** Problem to solve **
Produce an exact copy of the line containing "annotation. Detect shirt" and of every line after it in the material below, ending with the final line.

** Data section **
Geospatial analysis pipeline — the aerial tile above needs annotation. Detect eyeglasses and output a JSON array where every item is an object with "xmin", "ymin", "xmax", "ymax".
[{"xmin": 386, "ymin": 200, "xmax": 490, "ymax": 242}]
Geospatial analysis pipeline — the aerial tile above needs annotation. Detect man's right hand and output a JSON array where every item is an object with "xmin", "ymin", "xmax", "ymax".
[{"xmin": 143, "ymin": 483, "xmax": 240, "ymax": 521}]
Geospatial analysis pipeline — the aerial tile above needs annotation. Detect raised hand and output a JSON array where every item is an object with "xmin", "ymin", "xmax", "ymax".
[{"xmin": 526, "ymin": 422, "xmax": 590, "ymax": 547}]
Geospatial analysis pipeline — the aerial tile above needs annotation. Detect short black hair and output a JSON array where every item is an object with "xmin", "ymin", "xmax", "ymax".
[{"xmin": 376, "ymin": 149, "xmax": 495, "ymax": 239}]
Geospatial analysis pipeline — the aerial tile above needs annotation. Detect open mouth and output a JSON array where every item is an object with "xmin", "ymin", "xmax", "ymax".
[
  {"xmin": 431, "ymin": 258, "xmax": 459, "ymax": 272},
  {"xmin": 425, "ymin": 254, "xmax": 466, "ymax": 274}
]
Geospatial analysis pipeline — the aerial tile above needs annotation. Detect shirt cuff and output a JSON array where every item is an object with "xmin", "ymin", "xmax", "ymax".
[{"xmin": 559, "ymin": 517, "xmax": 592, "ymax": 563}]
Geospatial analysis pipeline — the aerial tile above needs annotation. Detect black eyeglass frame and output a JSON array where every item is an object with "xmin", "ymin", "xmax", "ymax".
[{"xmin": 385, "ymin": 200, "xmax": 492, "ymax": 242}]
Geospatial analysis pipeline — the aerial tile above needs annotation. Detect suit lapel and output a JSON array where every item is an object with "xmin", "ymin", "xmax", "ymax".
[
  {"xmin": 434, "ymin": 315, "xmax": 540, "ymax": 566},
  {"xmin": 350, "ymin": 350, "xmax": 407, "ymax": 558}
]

** Answer to this problem **
Geospatial analysis pipeline — the aerial tile above needs annotation. Detect shirt cuff and output a JSON array where every item is an object with "xmin", "ymin", "xmax", "ymax".
[{"xmin": 559, "ymin": 517, "xmax": 592, "ymax": 563}]
Geospatial analysis pipeline — the aerial tile above needs annotation. Detect black eyeglass frame and output a JSON array where every item is an object with "xmin", "ymin", "xmax", "ymax".
[{"xmin": 385, "ymin": 200, "xmax": 492, "ymax": 242}]
Geospatial analysis pipeline — the aerial tile above needs annotation. Detect suit lapel and output a JSON array where every item is an object with "xmin", "ymin", "xmax", "ymax".
[
  {"xmin": 434, "ymin": 315, "xmax": 540, "ymax": 566},
  {"xmin": 350, "ymin": 350, "xmax": 407, "ymax": 558}
]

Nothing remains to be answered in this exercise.